### Work required
Search the data below for lines that include the word "calyx" and state how many there are, nothing else.

(Referring expression pointing data)
☆ ☆ ☆ ☆
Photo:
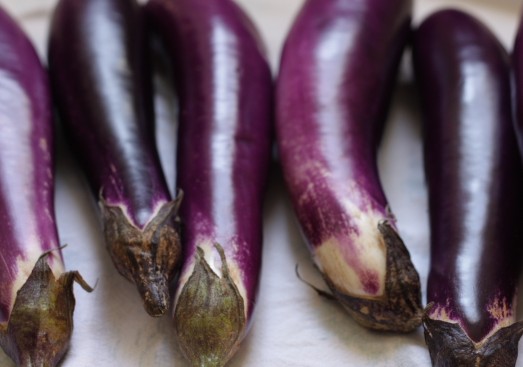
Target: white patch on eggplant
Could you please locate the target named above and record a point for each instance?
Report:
(156, 209)
(348, 258)
(498, 309)
(25, 265)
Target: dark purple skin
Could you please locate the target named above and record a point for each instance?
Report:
(224, 85)
(102, 83)
(336, 78)
(474, 178)
(35, 307)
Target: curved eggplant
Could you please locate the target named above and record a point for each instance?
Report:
(474, 176)
(36, 296)
(336, 79)
(225, 88)
(103, 87)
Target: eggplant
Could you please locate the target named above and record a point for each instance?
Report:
(337, 74)
(36, 295)
(474, 178)
(224, 148)
(102, 82)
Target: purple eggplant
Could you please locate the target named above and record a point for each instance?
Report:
(102, 83)
(225, 91)
(474, 177)
(337, 74)
(36, 296)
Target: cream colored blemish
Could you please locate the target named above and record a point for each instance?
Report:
(24, 267)
(366, 251)
(156, 209)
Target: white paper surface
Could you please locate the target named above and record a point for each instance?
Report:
(293, 326)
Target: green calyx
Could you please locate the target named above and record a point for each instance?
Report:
(209, 314)
(41, 322)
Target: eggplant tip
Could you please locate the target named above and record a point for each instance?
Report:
(209, 314)
(40, 326)
(450, 346)
(399, 309)
(149, 258)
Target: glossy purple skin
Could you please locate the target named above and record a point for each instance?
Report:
(331, 110)
(225, 88)
(26, 159)
(97, 60)
(517, 69)
(473, 169)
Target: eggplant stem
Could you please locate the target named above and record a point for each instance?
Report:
(399, 309)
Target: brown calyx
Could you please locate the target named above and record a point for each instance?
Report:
(39, 328)
(399, 309)
(450, 346)
(148, 257)
(209, 314)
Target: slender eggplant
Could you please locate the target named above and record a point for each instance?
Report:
(336, 79)
(36, 296)
(474, 177)
(225, 91)
(101, 80)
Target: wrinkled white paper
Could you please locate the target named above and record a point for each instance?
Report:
(293, 326)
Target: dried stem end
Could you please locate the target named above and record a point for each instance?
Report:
(150, 257)
(209, 315)
(449, 345)
(399, 309)
(40, 326)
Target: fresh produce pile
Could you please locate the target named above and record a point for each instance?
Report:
(196, 258)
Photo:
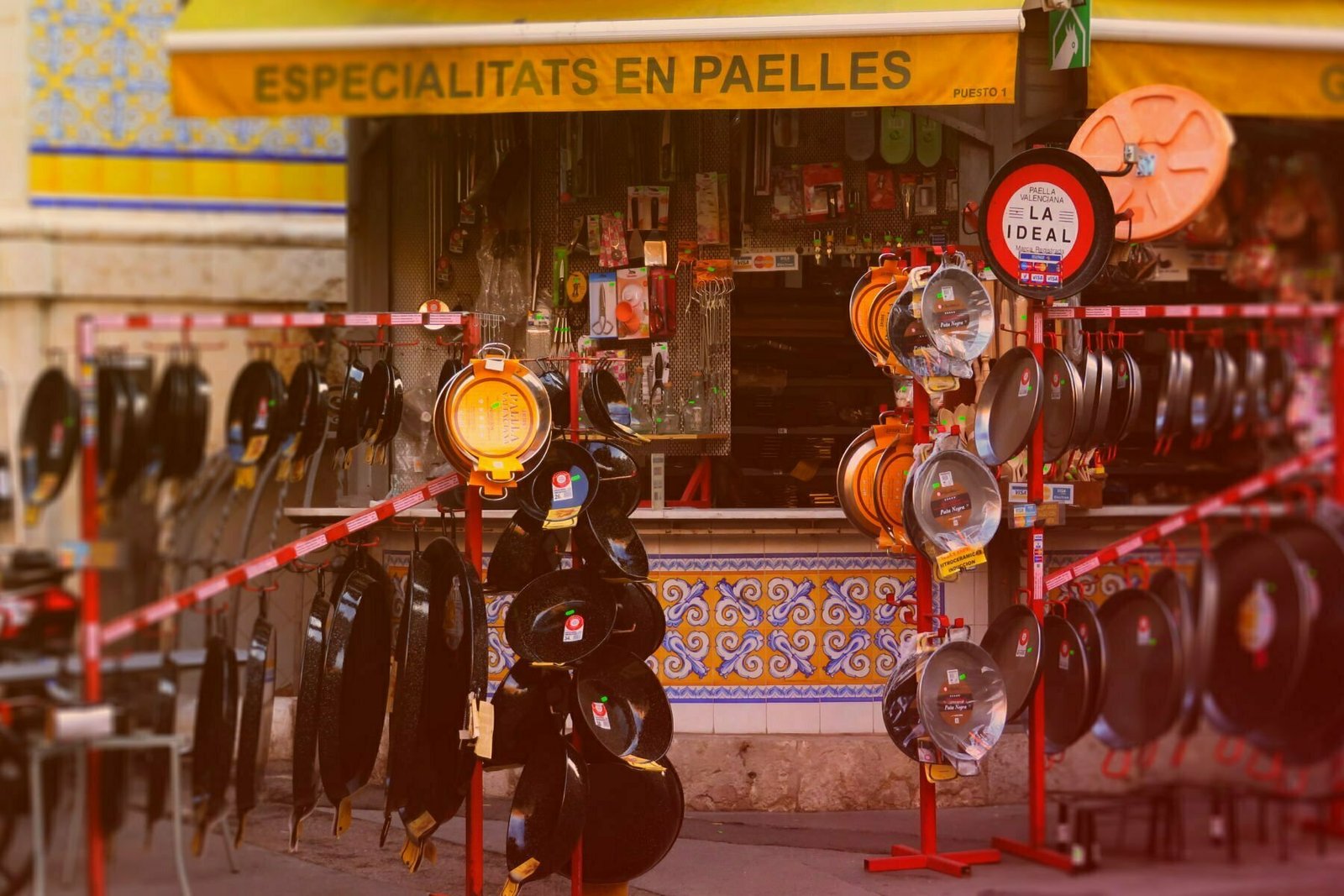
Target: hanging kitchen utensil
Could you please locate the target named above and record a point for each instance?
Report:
(1014, 642)
(1059, 405)
(618, 476)
(898, 134)
(927, 141)
(306, 782)
(622, 712)
(409, 681)
(633, 817)
(859, 134)
(349, 412)
(869, 324)
(558, 389)
(1260, 618)
(497, 417)
(958, 506)
(1169, 587)
(1090, 374)
(454, 681)
(530, 707)
(958, 311)
(523, 553)
(1147, 684)
(561, 618)
(1182, 143)
(1082, 616)
(1047, 223)
(1307, 732)
(213, 741)
(259, 699)
(911, 347)
(380, 410)
(308, 411)
(561, 486)
(1173, 411)
(1280, 369)
(1066, 680)
(945, 701)
(961, 698)
(1010, 406)
(638, 629)
(1126, 394)
(47, 441)
(606, 406)
(889, 490)
(548, 815)
(354, 691)
(255, 426)
(606, 540)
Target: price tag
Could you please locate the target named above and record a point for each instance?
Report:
(960, 559)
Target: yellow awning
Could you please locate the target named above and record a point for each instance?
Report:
(428, 56)
(1283, 58)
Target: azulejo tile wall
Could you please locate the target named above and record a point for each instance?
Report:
(102, 132)
(769, 627)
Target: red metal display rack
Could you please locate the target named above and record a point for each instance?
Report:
(927, 857)
(96, 634)
(1035, 846)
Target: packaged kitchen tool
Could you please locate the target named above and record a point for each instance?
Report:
(956, 506)
(602, 301)
(632, 302)
(823, 187)
(958, 313)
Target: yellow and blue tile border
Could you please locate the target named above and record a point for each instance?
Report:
(101, 130)
(768, 627)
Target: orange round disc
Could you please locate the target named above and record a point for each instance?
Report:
(1183, 144)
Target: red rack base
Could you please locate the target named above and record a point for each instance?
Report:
(1039, 855)
(952, 864)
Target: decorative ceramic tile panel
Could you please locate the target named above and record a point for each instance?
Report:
(780, 627)
(102, 132)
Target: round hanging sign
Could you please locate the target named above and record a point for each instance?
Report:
(1047, 223)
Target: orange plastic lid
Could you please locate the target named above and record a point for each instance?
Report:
(1183, 143)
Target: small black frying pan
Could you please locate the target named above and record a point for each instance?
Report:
(548, 815)
(1014, 641)
(306, 782)
(608, 542)
(49, 438)
(632, 820)
(1066, 680)
(1144, 700)
(354, 692)
(622, 712)
(528, 707)
(523, 553)
(561, 617)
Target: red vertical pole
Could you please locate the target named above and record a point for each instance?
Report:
(476, 794)
(577, 856)
(92, 604)
(924, 600)
(1337, 403)
(1037, 584)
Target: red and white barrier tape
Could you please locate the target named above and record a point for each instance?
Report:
(272, 320)
(202, 591)
(1195, 512)
(1254, 312)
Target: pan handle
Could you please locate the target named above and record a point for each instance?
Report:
(1273, 774)
(1146, 573)
(1117, 774)
(1223, 750)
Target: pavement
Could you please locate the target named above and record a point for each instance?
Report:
(738, 853)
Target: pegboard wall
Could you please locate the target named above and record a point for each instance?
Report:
(822, 139)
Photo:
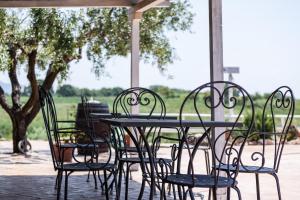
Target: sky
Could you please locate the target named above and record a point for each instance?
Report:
(261, 37)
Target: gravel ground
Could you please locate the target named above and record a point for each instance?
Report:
(34, 177)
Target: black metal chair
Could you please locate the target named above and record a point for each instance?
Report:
(226, 145)
(100, 139)
(281, 101)
(89, 162)
(149, 103)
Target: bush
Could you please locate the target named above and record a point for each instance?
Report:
(257, 126)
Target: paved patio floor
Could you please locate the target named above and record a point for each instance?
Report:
(33, 178)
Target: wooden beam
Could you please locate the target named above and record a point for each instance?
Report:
(144, 5)
(135, 56)
(64, 3)
(74, 3)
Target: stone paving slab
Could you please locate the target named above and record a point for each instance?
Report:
(33, 178)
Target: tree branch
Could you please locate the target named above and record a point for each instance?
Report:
(31, 76)
(12, 73)
(47, 84)
(3, 102)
☆ ☆ ☆ ☆
### Result below
2